● Task item:
Copy out all of the data exactly as it appears.

[Point-per-instance localization data]
Start of Block
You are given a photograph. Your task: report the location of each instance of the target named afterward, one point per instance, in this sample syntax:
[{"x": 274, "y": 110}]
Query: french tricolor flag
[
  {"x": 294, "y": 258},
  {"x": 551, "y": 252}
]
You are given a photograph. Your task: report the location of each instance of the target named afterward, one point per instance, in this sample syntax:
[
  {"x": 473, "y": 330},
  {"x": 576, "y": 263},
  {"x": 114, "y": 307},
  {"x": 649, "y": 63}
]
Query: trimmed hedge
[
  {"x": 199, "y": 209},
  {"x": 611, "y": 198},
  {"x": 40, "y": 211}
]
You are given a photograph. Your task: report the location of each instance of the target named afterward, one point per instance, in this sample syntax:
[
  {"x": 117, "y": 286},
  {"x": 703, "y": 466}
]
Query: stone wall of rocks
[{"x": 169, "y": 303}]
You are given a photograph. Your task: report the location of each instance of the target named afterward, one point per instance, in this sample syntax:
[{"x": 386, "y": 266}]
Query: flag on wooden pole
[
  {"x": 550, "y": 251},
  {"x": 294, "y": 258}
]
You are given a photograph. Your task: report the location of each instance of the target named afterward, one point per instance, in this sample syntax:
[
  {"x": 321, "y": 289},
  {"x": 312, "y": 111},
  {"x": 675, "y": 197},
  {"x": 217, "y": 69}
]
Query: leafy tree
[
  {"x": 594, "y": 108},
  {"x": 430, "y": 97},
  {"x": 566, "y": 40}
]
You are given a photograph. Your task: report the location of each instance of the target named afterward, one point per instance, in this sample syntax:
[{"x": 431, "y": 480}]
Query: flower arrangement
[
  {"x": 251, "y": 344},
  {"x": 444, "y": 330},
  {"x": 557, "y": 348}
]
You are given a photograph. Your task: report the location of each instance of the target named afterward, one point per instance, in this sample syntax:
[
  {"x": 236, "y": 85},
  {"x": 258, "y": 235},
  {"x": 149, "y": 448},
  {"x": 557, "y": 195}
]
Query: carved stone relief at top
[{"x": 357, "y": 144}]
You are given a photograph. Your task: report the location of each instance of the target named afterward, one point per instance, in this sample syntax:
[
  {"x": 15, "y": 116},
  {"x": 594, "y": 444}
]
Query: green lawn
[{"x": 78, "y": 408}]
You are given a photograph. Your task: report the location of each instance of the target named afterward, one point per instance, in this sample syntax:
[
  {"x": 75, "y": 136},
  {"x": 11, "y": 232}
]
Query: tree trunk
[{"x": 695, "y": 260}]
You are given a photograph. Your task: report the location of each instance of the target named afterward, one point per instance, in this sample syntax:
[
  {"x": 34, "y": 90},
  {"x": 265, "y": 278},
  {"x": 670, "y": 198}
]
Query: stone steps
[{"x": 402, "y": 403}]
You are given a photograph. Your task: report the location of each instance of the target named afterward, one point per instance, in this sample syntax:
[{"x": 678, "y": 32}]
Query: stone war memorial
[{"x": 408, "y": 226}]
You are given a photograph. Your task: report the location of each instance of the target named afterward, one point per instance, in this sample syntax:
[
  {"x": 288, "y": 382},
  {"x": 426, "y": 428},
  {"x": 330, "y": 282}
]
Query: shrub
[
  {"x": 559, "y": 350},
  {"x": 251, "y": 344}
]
End of Block
● Solution for this task:
You are given a photograph. Your task: report the location of each instance of the target named afterward, one point per instance, in this sample syntax:
[{"x": 274, "y": 110}]
Query: french tricolor flag
[
  {"x": 294, "y": 258},
  {"x": 551, "y": 252}
]
You are given a photograph. Your task: report the location of each instance of the target named afterward, one point per instance, in this sample syntax:
[
  {"x": 473, "y": 330},
  {"x": 576, "y": 263},
  {"x": 114, "y": 307},
  {"x": 649, "y": 63}
]
Query: trimmed hedge
[
  {"x": 199, "y": 209},
  {"x": 611, "y": 198},
  {"x": 40, "y": 211}
]
You are given a photograph. Your task: report the location of each instance of the target named afterward, one point per instance, in this sample syntax:
[
  {"x": 117, "y": 286},
  {"x": 703, "y": 466}
]
Query: stone wall of rocks
[{"x": 169, "y": 303}]
You are given a photograph. Your task: report the location of each instance of the target named afterward, one point per instance, in this sample syntax:
[{"x": 386, "y": 266}]
Query: flag on wooden pole
[
  {"x": 550, "y": 251},
  {"x": 294, "y": 258}
]
You are given a photograph. Your task: report the location of each instance of the target named afterward, one point per instance, in this sample syntax:
[
  {"x": 321, "y": 289},
  {"x": 312, "y": 111},
  {"x": 675, "y": 197},
  {"x": 217, "y": 69}
]
Query: leafy tree
[
  {"x": 594, "y": 108},
  {"x": 430, "y": 97},
  {"x": 566, "y": 40}
]
You are given a photograph. Your task: report the location of each instance of the target named afterward, one point per instance, in this sample syntax:
[{"x": 431, "y": 480}]
Query: flower arrangement
[
  {"x": 251, "y": 344},
  {"x": 444, "y": 330},
  {"x": 557, "y": 348}
]
You are given a photograph. Your task: report the location of each instance of the target named afterward, one point per instance, in this sample syntax:
[
  {"x": 236, "y": 85},
  {"x": 258, "y": 235},
  {"x": 149, "y": 448},
  {"x": 557, "y": 195}
]
Query: carved stone relief at top
[{"x": 357, "y": 144}]
You are given a photograph. Your task: report the location of each instance of the target named afterward, one point per instance, in this sample syntax:
[
  {"x": 15, "y": 116},
  {"x": 594, "y": 444}
]
Query: green lawn
[{"x": 78, "y": 408}]
You are given a photograph. Your task: report the location of each instance of the target named afterward, one point per instance, in this sample syntax:
[
  {"x": 75, "y": 136},
  {"x": 11, "y": 232}
]
Query: tree trunk
[{"x": 695, "y": 260}]
You are given a photograph. Your task: report the location of each instance of the target named afterward, one point per instance, in this sample syntax:
[
  {"x": 34, "y": 90},
  {"x": 265, "y": 278},
  {"x": 670, "y": 198}
]
Query: stone steps
[{"x": 402, "y": 403}]
You are given a photograph. Your task: report the location of each instance of the target named afterward, one point per instance, in this sample syntax:
[{"x": 678, "y": 32}]
Query: stone war memorial
[{"x": 408, "y": 226}]
You are given a photograph. Your task: report the location of each instance of the target named afterward, one point per instance, in this sample syntax:
[
  {"x": 288, "y": 382},
  {"x": 426, "y": 428},
  {"x": 330, "y": 282}
]
Query: shrub
[
  {"x": 559, "y": 350},
  {"x": 251, "y": 344}
]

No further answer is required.